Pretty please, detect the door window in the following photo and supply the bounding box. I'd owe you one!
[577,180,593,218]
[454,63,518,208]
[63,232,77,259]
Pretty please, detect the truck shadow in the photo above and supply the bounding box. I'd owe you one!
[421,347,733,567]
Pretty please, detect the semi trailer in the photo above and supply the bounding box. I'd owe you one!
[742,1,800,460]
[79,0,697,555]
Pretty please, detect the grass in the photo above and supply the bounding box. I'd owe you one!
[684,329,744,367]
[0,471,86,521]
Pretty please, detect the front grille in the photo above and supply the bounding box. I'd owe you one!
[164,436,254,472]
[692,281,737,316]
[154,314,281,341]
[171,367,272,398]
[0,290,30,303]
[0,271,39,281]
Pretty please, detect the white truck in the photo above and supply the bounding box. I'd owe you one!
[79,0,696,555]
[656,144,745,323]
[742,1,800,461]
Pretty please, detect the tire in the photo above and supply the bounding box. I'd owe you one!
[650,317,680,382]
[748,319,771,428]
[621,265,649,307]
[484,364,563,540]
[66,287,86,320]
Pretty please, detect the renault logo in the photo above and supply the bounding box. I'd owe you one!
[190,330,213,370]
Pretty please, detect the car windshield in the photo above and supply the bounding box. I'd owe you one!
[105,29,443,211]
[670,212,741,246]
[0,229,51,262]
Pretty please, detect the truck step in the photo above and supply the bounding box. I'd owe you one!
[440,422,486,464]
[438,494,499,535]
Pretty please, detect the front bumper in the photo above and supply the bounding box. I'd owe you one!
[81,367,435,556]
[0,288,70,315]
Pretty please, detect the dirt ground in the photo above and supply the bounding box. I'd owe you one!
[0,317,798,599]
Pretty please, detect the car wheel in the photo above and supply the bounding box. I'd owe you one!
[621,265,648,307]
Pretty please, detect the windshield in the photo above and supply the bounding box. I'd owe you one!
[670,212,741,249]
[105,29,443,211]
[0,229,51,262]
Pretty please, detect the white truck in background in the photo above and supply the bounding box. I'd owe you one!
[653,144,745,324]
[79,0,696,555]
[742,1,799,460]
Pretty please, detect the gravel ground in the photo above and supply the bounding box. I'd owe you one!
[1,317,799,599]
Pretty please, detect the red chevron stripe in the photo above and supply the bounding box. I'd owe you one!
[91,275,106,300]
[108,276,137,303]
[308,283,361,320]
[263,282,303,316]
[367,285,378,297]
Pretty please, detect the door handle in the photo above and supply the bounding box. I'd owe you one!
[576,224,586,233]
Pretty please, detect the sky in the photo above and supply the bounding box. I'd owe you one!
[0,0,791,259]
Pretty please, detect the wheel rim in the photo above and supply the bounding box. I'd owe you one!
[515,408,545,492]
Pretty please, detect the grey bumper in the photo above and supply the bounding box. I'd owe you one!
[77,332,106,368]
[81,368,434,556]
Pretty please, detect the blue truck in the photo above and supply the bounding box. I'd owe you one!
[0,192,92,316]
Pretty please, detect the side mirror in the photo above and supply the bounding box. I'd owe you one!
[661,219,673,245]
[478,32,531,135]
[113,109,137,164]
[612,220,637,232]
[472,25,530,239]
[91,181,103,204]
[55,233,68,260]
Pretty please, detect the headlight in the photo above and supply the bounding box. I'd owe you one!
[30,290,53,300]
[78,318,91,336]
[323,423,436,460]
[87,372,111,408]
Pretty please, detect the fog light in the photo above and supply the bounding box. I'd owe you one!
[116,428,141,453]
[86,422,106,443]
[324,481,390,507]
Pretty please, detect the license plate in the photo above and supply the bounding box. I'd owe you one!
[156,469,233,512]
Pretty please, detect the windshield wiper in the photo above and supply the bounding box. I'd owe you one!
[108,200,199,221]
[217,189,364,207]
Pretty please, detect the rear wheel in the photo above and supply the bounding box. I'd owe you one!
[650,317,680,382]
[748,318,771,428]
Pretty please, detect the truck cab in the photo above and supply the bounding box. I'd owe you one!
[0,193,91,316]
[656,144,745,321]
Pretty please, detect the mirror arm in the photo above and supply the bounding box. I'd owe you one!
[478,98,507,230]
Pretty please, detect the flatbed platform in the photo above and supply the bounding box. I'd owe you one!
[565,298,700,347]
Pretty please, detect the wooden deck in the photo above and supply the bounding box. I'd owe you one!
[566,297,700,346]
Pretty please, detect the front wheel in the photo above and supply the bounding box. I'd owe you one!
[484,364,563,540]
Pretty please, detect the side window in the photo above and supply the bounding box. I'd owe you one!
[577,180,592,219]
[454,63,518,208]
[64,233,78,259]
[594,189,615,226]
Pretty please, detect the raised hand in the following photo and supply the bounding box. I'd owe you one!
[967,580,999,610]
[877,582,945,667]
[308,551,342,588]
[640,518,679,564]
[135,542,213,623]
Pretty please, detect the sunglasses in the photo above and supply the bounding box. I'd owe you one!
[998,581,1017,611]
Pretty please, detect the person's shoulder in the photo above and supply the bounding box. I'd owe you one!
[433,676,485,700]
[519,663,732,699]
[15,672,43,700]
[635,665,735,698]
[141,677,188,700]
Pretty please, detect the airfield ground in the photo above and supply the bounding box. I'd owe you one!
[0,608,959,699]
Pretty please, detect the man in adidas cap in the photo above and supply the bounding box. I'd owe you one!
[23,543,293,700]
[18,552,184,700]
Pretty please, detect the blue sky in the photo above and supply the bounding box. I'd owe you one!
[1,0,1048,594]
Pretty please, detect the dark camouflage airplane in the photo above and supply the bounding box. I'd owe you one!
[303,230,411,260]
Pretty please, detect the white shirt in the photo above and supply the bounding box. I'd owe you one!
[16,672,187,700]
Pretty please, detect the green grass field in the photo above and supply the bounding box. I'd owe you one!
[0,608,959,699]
----
Exercise: Give back all of the entries exactly as written.

Task response:
Pretty please, detect the door window in the following photo and supply the bounding box. I'd owe you one!
[577,180,593,218]
[454,63,518,208]
[63,232,77,259]
Pretty please, detect the truck shadow in the photo above and supply the bounding box. I'd owe you one!
[421,347,733,567]
Pretty please, detect the semi trailer in the photo above and supply the bounding box. I'd owe you one!
[742,1,800,460]
[79,0,697,555]
Pretty please, detect the grass in the photo above and supply the bounding box. I'd owe you one!
[684,329,744,367]
[0,471,86,521]
Pretty please, detect the front grille in the photo above and supply the bounding box. I'd owe you one!
[164,436,254,472]
[692,281,737,316]
[154,314,281,341]
[171,367,272,398]
[0,290,30,303]
[0,271,39,281]
Pretty please, detect the white truck in the photo above and supply the bounding box. I'd owe you one!
[79,0,696,555]
[656,144,745,323]
[742,1,800,461]
Pretty please, detect the tire in the photo above and supply the bounding box. I'd owe you one!
[650,317,680,382]
[748,319,771,428]
[621,265,649,307]
[484,364,563,540]
[66,287,86,320]
Pretty please, detect the renault logo in the photo above and supply the bounding box. I'd owe you one!
[190,330,213,370]
Pretty please, detect the car windshield in the photo above and supply the bounding box. I'd owe you one!
[105,29,443,211]
[670,212,741,246]
[0,229,51,262]
Pretty please, detect the truck step in the photo above and supply the bounding box. I'd owe you one!
[440,422,486,464]
[438,494,499,535]
Pretty please, detect the front bumper in the photo above and supply the bounding box. I'd owe you one!
[81,367,435,556]
[0,288,70,315]
Pretty please, detect the dirt ground in the photo above and supply the bounding box. I'd owe you one!
[0,317,798,599]
Pretty please, detect the car wheel in the photo above and supply the bounding box. I'd owe you one!
[621,265,648,307]
Pretty please, detect the windshield in the photo above and supply the bounding box. I'd owe you one!
[670,212,741,249]
[105,29,443,211]
[0,229,51,262]
Pretty please, detect the white truck in background in the photo above and supply the bounding box. I'd owe you one!
[653,144,745,324]
[79,0,696,555]
[742,1,799,460]
Pretty please, detect the gravel ground in the photo above and supply the bounding box. I'd owe you one!
[1,317,799,599]
Pretty please, detect the red chevron stripe in the photo above and supply the bounding box. I'd owe you one!
[91,275,106,300]
[108,276,137,303]
[308,283,361,320]
[263,282,303,316]
[367,285,378,297]
Pretty please, detect the door handle in the photo above and supply the bounding box. I'd owe you one!
[576,224,586,233]
Pretty please, detect the sky in the photo above and supply the bounding box. I'd owe you one!
[0,0,791,259]
Pretty please, detect the wheel rim in the photo above and supply the bounding box. I'd owe you one!
[515,408,545,492]
Pretty please, detect the grey bumper in the photo above and supply the bounding box. I'd owe you one!
[77,332,106,368]
[81,368,434,556]
Pretty please, detect the blue truck in the photo above and supply the bounding box. I'd owe you one!
[0,192,92,316]
Pretty please, detect the side mirror in the photo above and supply the bounding box. I'd owe you one!
[661,219,673,245]
[478,32,531,135]
[113,109,137,164]
[612,220,637,232]
[472,25,530,239]
[91,181,103,204]
[55,233,68,260]
Pretty please, detect the headlight in the photo above and supply the bounding box. I'd owe you one!
[30,290,53,300]
[78,318,91,336]
[323,423,436,460]
[87,372,111,408]
Pretty please, detect the fog light in the photo above and supply the bounding box. I'd owe you one!
[116,428,141,453]
[86,422,106,443]
[324,481,390,507]
Pretty please, detect the license plate in the photo above and supply the bounding box. I'd owe you one!
[156,469,233,512]
Pretty please, detect the windshield wiper in the photo above and supply the bounding box. I'd owe you one!
[108,200,199,221]
[217,189,364,207]
Pretty please, detect the rear wheel in the photo above and supply the bounding box. I'd owe you one!
[650,317,680,382]
[748,318,771,428]
Pretty please, detect the truck cab in the photo above and supply the bounding box. I'd owe you one!
[0,193,91,316]
[656,144,745,321]
Pretty please, detect the mirror arm in the photo above and supply the bounding box. I'd owe you one!
[478,98,507,230]
Pretty please, detect the flatbed platform in the photo above and supply the bounding box. I'd owe you one!
[565,298,700,347]
Pretty please, detect the wooden deck in the photo above and supply the bounding box. I'd owe you one!
[566,297,700,346]
Pretty please, detect the front wheel in the photo above and supply the bounding box. I'd owe you one!
[484,364,563,540]
Pretty please, detect the side window in the photo above and supply the bounding box. I'd owe you one!
[577,180,592,219]
[454,63,518,208]
[64,233,78,259]
[594,189,615,226]
Pretty please, detect the raised hand in the following photo and supply the bounding box. I'd owe you one!
[967,580,999,610]
[877,582,945,667]
[308,551,342,588]
[640,518,679,564]
[135,542,213,623]
Pretty please, detect the sunglasses in the photo above and supply the bounding box. I'd owe you one!
[998,581,1017,611]
Pretty please, detect the person's shoulder in the photo above and supply the bounding box. I'd owe you one!
[433,676,485,700]
[519,663,732,699]
[15,672,43,700]
[635,665,735,698]
[141,677,188,700]
Pretty please, detect the airfield ground in the photo above and supply the bounding box. I'd owe you one!
[0,608,959,699]
Pretty please, detect the man in adidas cap in the photo above and supply the bounding box. I'd owe you one!
[23,543,293,700]
[18,552,184,700]
Pretty please, detect the blue sky in the photo above and supply the bounding box. I'd owe you one!
[1,0,1048,594]
Pretty please, detect the dark camouflage airplane in the photo above and supply the bounding box. I'd owe you one!
[303,230,411,260]
Pretty please, detect the white shirt in the photo above and supply the bounding box. I'd owe you one!
[16,672,187,700]
Pretty please, detect the green grass field in the photo above and supply the bounding box. I'd owe you one!
[0,608,959,699]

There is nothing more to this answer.